## EXCERPT TO READ:
........

The mean/average gives this game a score of 8. We're all good.

Quote:Now, imagine those people discussing the vote. The mean would say that game got an 8 in originality. Everybody who voted 9 is a little confused as to why this is. One of the voters who voted 9 goes around the room and asks others how they voted. He asks the seven other votes for 9 and still wonders how this game got an 8. He talks to the person who gave it a 7. The person who gave it a 7 claims that its not all that original, the seven who voted 9 agree this is an original concept and the one who voted 7 admits to being a bit more critical on the topic of originality. The 9 voters then say "well, ok, so it sounds like the mean should have been 8.7", although the majority thought it was better than that. Now they look at the person who voted 1. "Why did you give this game a 1? This isn't a remake or anything close to that." The 1 person explains any of the following:

There are four options here:

Quote:it was an error
I didn't think it was original
I didn't play it.
I tried to strategically sink it.

I'll go with the second one; the others seem to be attempts at humorous sarcasm.

This guy thinks the game is not original. Tell me: why does his vote count *less* than the others?
He played the game, he's entitled to his opinion just as much as the other 8 guys.

........

(Pointing rows)
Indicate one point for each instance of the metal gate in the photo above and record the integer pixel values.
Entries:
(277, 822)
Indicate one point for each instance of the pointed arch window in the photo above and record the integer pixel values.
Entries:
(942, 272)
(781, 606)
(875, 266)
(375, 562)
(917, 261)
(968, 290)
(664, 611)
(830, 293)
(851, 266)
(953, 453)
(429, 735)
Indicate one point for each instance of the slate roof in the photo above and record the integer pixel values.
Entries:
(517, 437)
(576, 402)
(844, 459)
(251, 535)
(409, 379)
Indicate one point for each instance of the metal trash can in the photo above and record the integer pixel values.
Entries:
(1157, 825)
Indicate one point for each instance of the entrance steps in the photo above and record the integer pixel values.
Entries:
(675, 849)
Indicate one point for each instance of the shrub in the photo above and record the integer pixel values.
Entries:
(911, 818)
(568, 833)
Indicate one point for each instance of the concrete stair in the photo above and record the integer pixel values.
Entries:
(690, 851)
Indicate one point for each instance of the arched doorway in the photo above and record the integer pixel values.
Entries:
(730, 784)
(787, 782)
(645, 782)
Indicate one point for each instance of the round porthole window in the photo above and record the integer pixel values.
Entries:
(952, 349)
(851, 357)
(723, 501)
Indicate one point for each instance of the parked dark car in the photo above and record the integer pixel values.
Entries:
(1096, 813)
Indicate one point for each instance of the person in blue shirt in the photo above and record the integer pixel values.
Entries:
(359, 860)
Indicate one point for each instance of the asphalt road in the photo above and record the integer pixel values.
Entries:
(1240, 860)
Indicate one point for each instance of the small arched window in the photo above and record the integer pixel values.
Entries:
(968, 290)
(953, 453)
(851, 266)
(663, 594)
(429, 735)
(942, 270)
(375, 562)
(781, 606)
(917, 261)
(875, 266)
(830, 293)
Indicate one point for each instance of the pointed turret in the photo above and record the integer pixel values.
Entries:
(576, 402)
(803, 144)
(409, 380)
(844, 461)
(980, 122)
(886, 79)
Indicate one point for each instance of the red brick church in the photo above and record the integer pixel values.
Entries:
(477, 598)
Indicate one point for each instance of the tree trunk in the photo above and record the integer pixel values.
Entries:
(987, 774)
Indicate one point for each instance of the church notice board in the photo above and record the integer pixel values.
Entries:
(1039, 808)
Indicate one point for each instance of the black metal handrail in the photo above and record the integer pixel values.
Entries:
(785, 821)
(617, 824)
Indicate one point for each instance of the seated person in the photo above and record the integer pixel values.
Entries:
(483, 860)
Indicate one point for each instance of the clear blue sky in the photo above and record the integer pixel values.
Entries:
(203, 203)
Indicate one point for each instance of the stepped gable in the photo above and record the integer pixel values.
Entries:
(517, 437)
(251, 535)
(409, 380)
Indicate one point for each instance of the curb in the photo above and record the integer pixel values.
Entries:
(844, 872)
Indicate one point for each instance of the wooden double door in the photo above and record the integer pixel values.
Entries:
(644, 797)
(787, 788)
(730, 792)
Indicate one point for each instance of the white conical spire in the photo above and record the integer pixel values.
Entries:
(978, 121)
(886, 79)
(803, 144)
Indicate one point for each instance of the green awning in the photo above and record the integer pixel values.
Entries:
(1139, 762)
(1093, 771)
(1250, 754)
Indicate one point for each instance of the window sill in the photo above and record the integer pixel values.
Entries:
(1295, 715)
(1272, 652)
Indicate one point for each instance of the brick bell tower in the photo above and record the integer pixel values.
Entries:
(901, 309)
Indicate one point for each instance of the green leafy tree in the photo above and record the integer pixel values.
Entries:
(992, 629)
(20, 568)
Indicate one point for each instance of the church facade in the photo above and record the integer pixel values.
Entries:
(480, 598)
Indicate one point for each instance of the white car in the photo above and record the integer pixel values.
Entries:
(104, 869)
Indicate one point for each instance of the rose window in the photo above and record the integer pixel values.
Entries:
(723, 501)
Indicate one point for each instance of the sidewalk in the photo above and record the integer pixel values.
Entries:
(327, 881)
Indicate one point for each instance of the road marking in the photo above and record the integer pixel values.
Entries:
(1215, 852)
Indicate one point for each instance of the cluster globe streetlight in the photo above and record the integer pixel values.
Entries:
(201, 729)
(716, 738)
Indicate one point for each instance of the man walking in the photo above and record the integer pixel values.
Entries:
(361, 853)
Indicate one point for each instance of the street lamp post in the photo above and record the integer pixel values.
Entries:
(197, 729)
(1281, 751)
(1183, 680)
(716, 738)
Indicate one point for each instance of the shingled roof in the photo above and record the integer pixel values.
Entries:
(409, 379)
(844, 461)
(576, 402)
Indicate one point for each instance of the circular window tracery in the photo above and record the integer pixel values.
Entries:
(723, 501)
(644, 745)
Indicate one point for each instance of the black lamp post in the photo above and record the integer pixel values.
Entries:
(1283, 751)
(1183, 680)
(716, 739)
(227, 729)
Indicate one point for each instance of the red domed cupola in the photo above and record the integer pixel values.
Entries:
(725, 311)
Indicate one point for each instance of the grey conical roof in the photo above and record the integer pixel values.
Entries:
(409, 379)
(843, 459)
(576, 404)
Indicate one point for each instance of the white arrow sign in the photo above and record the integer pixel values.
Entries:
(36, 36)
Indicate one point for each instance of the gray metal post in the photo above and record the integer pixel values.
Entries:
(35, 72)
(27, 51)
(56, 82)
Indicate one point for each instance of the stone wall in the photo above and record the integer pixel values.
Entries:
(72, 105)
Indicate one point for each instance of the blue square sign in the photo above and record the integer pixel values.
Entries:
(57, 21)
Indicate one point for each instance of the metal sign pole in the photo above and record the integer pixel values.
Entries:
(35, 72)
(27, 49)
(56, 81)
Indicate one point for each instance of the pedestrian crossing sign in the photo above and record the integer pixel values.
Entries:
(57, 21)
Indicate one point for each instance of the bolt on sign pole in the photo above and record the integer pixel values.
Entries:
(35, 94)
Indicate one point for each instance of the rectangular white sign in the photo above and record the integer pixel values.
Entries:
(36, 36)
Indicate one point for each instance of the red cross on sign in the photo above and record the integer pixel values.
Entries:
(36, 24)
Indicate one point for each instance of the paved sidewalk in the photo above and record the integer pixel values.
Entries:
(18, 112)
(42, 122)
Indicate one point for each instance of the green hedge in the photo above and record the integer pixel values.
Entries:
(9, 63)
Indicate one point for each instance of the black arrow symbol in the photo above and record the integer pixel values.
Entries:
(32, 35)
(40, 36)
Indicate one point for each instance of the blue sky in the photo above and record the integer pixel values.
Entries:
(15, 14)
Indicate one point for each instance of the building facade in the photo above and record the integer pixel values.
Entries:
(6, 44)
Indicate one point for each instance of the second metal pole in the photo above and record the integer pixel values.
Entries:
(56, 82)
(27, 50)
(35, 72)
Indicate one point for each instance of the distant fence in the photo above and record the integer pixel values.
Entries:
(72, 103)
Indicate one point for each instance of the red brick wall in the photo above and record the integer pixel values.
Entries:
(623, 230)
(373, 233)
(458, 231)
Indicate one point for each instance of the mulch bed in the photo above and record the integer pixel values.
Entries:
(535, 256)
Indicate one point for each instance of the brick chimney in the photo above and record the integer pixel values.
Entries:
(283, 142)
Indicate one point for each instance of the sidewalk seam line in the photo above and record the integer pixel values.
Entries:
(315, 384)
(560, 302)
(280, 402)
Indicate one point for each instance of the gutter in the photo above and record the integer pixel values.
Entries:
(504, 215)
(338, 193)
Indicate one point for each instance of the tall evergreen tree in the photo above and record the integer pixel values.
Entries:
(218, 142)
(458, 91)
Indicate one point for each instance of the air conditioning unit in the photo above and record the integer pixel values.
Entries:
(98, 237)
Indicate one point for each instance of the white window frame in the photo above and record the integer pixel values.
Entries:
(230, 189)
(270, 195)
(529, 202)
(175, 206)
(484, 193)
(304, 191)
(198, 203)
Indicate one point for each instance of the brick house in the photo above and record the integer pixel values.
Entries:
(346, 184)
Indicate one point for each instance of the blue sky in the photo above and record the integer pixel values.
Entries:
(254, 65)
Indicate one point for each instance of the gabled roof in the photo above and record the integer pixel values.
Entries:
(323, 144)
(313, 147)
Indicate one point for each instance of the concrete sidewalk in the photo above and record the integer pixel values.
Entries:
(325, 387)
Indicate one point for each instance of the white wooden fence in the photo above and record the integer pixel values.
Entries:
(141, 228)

........

## STATED GOAL 1:
In the rows from the line with "Indicate one point for each instance of the brick chimney" through the end of the rows, rename "Entries" to "Coordinates" and leave everything else as it is.
## STATED GOAL 2:
Go on with the post about averaging game votes from its last sentence.
These rows are unrelated to the post about averaging game votes.

## TASK ANSWER 1:
Indicate one point for each instance of the brick chimney in the photo above and record the integer pixel values.
Coordinates:
(283, 142)
Indicate one point for each instance of the sidewalk seam line in the photo above and record the integer pixel values.
Coordinates:
(315, 384)
(560, 302)
(280, 402)
Indicate one point for each instance of the gutter in the photo above and record the integer pixel values.
Coordinates:
(504, 215)
(338, 193)
Indicate one point for each instance of the tall evergreen tree in the photo above and record the integer pixel values.
Coordinates:
(218, 142)
(458, 91)
Indicate one point for each instance of the air conditioning unit in the photo above and record the integer pixel values.
Coordinates:
(98, 237)
Indicate one point for each instance of the white window frame in the photo above and record the integer pixel values.
Coordinates:
(230, 189)
(270, 195)
(529, 202)
(175, 206)
(484, 193)
(304, 191)
(198, 203)
Indicate one point for each instance of the brick house in the photo above and record the integer pixel values.
Coordinates:
(346, 184)
Indicate one point for each instance of the blue sky in the photo above and record the integer pixel values.
Coordinates:
(254, 65)
Indicate one point for each instance of the gabled roof in the photo above and record the integer pixel values.
Coordinates:
(323, 144)
(313, 147)
Indicate one point for each instance of the concrete sidewalk in the photo above and record the integer pixel values.
Coordinates:
(325, 387)
Indicate one point for each instance of the white wooden fence in the photo above and record the integer pixel values.
Coordinates:
(141, 228)

## TASK ANSWER 2:
Quote:You see it doesn't really matter. The game didn't deserve an 8, it deserved a 9. A review should reflect the majority opinion. When we have so few votes, it's really not fair that one person can change the score. (and have more weight the further it deviates from the median value)

Yes, it is fair. It did deserve an 8. See above..
No, the review should reflect the opinions of the voters.

Quote:If you do not see my point now, You are still stuck on thinking that the mean is more fair, only because it does intuitively seem like it would be.

Only, because it intuitively seems like it would be?
The mean is more fair because it takes into account the opinions of the whole group. Prove that statement wrong.

Quote:Please assume that it is not fair, then come up with a contradiction. This is how you prove something. It's called proof by "modus tollens" for any logic geek. If you try to prove that the mean is fair through an example, you should realize that there is no proof in that. Proof by example is also called "no proof at all".

Look who knows their latin. See, what you just asked me for is an indirect proof(there is a difference).
I like to think that I've remained fairly calm throughout the course of this thread, but the deferential tone that pervades your posts has begun to annoy me.
I haven't seen you prove your point.

And, it's a bit hard to prove my point, since we seem to have different definitions of 'fair'.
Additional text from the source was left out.